AIM OF THE TASK: Write out every entry exactly as it stands.

MATERIAL PROVIDED:
** START **

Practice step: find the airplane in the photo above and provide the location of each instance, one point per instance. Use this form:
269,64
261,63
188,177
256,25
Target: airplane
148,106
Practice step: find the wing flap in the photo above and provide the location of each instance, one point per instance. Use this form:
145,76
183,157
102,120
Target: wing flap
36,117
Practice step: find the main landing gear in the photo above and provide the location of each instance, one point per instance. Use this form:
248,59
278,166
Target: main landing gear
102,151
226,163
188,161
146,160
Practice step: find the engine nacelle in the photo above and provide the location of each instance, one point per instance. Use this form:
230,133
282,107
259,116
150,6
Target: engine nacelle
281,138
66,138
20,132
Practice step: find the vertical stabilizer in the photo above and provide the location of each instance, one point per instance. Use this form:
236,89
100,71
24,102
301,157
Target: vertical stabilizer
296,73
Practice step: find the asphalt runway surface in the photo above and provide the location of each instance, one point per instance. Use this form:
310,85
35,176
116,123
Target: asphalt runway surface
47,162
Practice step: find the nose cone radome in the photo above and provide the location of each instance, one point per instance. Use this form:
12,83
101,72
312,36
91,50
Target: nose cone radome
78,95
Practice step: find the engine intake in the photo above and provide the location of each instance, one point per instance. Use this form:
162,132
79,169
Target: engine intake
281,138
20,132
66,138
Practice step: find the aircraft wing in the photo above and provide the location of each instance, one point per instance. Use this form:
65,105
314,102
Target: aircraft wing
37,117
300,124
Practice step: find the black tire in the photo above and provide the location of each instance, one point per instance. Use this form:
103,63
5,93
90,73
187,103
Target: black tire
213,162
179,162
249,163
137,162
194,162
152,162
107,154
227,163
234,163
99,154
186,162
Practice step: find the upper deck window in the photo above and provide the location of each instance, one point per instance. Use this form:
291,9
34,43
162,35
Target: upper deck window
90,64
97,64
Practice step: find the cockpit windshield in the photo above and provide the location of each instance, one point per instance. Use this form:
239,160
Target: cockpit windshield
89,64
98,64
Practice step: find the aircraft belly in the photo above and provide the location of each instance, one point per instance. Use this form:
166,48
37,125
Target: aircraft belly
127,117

** END **

COMPLETED EXERCISE:
Practice step: find the airplane in the photo above and provide the location of each instance, one point per instance. Use this form:
269,64
261,63
188,177
256,25
Target: airplane
148,106
Practice step: find the wing flap in the photo above and provide the location of each instance, one point per instance. Use this form:
145,76
183,157
102,120
Target: wing flap
36,117
Practice step: find the main landing gear in the photo above and provide the location of each instance, one point per instance. Use this form:
248,59
278,166
Target: main landing gear
102,151
226,163
188,161
146,160
Practice step: find the engine nacelle in the photo above and provide the location of each instance, one point per instance. Use this form:
230,133
282,107
259,116
150,6
Target: engine nacelle
281,138
66,138
20,132
Practice step: find the vertical stabilizer in the photo above and provide the location of each instance, one point per instance. Use this form:
236,89
100,71
24,102
301,157
Target: vertical stabilizer
296,73
Practice step: find the asphalt runway surface in the photo above and provide the location of each instance, one point per instance. Use this form:
310,85
35,176
116,123
Target: asphalt runway surface
47,162
Practice step: find the nose cone radome in the photo above and provide the location of each instance, one point per instance. Use this form:
12,83
101,72
312,36
91,50
Target: nose cone radome
78,95
Practice step: find the engine intake in the photo above and provide the location of each instance, one point per instance. Use this form:
162,132
79,169
Target: engine intake
281,138
20,132
66,138
Practice step: find the aircraft wing in the photo above and provide the location of each instance, one point per instance. Use this form:
65,105
314,102
Target: aircraft wing
37,117
300,124
Practice step: find the black tire in the photo above and provide the location of each instance, one point per instance. Use this form:
103,63
5,93
90,73
187,103
Target: black tire
213,162
179,162
249,163
137,162
194,162
152,162
107,154
227,163
234,163
99,154
186,162
Practice step: find the upper deck window in the photo above and provide the location of each instance, one point per instance. Use this form:
291,9
34,43
162,35
Target: upper deck window
90,64
97,64
Practice step: find the cockpit windshield in the photo above and provide the location of each instance, one point per instance. Use this form:
239,160
Target: cockpit windshield
89,64
98,64
Practice step: find the aircraft belly in the photo above and provide the location of each instance, one point per instance. Use this form:
166,48
37,125
Target: aircraft belly
127,117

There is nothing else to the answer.